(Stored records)
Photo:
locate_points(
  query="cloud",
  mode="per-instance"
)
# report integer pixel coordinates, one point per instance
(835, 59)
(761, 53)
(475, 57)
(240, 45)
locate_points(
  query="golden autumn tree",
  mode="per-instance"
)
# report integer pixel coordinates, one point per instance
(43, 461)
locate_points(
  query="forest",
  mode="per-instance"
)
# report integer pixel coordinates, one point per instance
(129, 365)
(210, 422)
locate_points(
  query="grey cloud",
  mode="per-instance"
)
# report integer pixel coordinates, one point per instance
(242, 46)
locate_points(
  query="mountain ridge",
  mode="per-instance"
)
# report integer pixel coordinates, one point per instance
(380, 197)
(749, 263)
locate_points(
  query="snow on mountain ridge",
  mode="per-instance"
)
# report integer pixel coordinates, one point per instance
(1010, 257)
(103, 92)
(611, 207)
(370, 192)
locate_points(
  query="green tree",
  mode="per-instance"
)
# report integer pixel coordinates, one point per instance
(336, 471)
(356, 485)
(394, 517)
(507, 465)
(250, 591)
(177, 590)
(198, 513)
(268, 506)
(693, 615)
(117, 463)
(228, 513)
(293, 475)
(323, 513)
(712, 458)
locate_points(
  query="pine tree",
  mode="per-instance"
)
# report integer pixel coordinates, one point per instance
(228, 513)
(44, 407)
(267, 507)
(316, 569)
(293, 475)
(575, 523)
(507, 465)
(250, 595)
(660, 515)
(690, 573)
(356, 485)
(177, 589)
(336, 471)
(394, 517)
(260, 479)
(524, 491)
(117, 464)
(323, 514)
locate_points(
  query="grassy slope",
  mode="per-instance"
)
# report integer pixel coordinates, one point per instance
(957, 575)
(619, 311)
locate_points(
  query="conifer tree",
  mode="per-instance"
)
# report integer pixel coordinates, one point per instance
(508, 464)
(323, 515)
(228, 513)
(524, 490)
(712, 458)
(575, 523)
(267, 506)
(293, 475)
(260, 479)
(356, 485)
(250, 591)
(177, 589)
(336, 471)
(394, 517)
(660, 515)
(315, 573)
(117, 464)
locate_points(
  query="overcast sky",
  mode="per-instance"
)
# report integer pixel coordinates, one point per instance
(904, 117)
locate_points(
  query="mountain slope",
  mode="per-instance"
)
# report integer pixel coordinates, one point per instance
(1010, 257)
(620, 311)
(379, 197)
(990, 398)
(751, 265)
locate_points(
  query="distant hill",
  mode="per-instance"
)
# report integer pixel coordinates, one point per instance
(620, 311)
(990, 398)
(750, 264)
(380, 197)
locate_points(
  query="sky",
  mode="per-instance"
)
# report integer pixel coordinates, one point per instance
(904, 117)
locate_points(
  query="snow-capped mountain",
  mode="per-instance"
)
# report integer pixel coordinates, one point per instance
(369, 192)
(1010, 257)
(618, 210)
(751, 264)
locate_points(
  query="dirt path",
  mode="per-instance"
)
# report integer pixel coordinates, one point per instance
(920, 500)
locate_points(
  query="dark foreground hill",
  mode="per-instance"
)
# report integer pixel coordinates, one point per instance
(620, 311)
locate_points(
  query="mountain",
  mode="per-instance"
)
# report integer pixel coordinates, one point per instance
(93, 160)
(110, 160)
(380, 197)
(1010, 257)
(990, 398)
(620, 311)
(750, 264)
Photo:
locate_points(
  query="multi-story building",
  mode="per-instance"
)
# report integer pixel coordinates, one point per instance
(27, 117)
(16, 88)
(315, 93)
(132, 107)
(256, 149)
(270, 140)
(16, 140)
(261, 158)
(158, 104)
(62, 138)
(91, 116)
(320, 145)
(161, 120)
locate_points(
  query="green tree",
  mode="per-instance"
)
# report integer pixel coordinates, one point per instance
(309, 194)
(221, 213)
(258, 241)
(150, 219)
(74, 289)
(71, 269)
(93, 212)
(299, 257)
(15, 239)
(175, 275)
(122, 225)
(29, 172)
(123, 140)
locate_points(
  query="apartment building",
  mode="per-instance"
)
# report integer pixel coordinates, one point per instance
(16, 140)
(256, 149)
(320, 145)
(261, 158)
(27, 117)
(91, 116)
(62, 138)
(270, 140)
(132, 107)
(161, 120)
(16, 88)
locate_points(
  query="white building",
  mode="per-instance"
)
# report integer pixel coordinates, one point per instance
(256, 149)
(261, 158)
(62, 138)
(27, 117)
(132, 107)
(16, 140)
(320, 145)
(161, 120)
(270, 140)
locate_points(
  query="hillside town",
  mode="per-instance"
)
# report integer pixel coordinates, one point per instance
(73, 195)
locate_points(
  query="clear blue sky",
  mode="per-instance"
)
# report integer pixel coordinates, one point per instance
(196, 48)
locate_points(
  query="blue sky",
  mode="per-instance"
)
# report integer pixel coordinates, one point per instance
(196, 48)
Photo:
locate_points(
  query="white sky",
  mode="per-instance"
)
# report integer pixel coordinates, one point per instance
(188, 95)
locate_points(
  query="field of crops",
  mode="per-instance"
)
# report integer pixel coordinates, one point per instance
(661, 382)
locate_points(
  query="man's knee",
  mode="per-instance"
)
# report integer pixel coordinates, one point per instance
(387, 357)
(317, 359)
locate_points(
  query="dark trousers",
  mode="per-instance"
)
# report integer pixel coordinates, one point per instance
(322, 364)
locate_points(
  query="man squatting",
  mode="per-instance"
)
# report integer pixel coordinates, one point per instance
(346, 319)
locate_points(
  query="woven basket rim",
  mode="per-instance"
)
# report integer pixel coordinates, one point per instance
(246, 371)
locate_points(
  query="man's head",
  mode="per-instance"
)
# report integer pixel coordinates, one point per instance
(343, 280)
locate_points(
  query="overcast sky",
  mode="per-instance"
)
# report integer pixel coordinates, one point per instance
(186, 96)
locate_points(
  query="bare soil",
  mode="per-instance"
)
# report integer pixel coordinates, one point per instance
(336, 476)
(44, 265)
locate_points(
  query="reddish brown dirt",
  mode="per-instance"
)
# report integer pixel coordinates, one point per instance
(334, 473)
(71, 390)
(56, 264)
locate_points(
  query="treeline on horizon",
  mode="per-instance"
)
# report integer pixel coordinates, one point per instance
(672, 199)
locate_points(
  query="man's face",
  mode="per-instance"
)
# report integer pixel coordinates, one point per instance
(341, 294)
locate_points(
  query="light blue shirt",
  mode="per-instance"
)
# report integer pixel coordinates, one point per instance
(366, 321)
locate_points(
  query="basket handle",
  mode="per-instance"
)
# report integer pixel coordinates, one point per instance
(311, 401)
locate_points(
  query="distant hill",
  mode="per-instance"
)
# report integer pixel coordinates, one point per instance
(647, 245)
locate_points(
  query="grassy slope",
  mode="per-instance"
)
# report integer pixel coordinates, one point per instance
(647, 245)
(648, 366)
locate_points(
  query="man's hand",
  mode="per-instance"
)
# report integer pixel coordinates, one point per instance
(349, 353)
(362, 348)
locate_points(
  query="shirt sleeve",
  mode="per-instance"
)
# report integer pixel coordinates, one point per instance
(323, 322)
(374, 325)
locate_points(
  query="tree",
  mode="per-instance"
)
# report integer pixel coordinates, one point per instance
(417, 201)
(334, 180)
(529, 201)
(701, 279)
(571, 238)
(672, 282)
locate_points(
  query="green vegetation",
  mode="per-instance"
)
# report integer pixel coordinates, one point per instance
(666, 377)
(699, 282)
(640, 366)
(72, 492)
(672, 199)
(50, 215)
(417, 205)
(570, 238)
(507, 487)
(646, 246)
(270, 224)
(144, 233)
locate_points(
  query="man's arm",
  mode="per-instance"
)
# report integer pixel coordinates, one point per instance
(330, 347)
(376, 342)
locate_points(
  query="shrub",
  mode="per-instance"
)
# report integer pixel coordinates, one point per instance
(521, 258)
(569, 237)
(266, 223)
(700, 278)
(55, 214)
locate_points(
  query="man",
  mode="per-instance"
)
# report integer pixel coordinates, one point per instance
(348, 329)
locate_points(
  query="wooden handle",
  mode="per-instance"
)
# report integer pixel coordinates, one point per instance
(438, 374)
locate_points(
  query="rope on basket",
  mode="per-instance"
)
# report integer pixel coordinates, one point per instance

-- EXERCISE --
Report every line of the entries above that contains the string "snow", and treat uppercase and lowercase as distinct.

-- OUTPUT BELOW --
  query="snow on mountain ridge",
  query="snow-capped mountain",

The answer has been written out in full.